STATED EXERCISE 1 | Reproduce verbatim the part of the passage on ants in the bathroom that opens with the words containing "Ants are somewhat" and closes with "or darker, too.".
STATED EXERCISE 2 | Transcribe the listing verbatim, from its first line through the line containing "M 23 112 L 9", including both of those lines.

QUOTED PASSAGE |
==*==

Ant colonies see your bathroom the way you see your favorite vacation destination: it’s a beautiful paradise they never, ever want to leave. In fact, they love it so much here they might just move the whole family down and stay forever!
Ants are somewhat nomadic—they bop around from one place to the next in search of a forever home. Ants want to live someplace warm and sheltered from the elements, with steady access to food and water. Bonus points if it’s dimmer or darker, too.
That’s why a messy bathroom is more attractive to an ant than even a kitchen. Ants can eat (get ready to be grossed out) old rotting hair (we warned you) in your drains, pillage your trash bin for food, or turn the area behind your toilet into a buffet. Dampness and humidity mean the bathroom is warm and has drinking water, too. It’s an ant paradise!
Finding ants in your bathroom doesn’t mean your bathroom is super gross, either. It just means this spot has more suitable conditions for ants than wherever they were before. 
Clogged drains, damp and rotting wood, puddles of water, scented soaps and perfumes … these are like catnip for ants (antnip?). Until you encounter an ant infestation firsthand, chances are you wouldn’t think of these things as being problematic.

Preventing ants in the bathroom

Preventing an ants-in-bathroom nightmare is simple, at least on paper: make your bathroom less hospitable for ants. Get rid of their food, their water supply, and the other creature comforts that ants adore.

==*==

MATERIALS PROVIDED |
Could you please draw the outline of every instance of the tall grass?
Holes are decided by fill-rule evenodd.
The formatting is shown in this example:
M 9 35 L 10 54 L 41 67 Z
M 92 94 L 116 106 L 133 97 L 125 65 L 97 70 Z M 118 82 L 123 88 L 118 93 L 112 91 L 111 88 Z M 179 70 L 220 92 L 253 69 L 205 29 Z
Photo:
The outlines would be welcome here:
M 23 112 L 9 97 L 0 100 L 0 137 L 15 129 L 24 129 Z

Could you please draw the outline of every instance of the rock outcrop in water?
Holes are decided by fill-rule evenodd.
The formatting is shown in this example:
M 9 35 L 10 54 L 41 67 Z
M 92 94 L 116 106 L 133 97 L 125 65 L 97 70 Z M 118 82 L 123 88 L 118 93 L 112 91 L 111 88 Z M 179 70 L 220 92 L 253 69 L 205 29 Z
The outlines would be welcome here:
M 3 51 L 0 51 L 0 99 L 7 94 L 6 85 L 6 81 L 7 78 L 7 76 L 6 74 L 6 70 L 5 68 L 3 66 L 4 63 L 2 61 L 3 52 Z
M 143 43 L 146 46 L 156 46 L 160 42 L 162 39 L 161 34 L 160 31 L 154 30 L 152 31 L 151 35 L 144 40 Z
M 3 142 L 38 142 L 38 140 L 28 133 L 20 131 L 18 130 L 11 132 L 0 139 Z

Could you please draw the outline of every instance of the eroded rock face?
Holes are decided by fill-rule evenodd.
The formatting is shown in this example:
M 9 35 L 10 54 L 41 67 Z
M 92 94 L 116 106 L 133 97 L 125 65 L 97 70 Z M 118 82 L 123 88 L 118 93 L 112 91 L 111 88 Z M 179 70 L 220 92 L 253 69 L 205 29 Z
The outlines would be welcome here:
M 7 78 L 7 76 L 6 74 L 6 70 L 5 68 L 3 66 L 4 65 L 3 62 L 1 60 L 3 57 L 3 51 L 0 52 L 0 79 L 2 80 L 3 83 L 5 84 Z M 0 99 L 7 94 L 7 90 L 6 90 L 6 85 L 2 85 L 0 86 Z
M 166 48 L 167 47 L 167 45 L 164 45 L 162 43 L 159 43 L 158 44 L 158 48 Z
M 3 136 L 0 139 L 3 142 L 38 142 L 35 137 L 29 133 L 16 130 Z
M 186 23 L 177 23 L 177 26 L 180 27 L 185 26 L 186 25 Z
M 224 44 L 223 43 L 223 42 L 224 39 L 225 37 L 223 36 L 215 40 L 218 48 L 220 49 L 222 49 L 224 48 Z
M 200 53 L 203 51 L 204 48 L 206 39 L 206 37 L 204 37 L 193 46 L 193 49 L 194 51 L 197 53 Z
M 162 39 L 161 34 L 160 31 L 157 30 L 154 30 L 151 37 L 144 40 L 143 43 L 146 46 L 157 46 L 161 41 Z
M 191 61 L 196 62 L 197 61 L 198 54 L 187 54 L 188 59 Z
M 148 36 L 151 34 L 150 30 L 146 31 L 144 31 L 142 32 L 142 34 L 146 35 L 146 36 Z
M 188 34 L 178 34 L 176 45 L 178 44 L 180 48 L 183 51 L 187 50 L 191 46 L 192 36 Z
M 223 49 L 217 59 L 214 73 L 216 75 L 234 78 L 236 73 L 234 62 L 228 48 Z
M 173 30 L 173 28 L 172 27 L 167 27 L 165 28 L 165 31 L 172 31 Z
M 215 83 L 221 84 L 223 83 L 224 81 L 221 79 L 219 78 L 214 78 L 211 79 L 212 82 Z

==*==

TASK SOLUTION 1 |
Ants are somewhat nomadic—they bop around from one place to the next in search of a forever home. Ants want to live someplace warm and sheltered from the elements, with steady access to food and water. Bonus points if it’s dimmer or darker, too.

TASK SOLUTION 2 |
Could you please draw the outline of every instance of the tall grass?
Holes are decided by fill-rule evenodd.
The formatting is shown in this example:
M 9 35 L 10 54 L 41 67 Z
M 92 94 L 116 106 L 133 97 L 125 65 L 97 70 Z M 118 82 L 123 88 L 118 93 L 112 91 L 111 88 Z M 179 70 L 220 92 L 253 69 L 205 29 Z
Photo:
The outlines would be welcome here:
M 23 112 L 9 97 L 0 100 L 0 137 L 15 129 L 24 129 Z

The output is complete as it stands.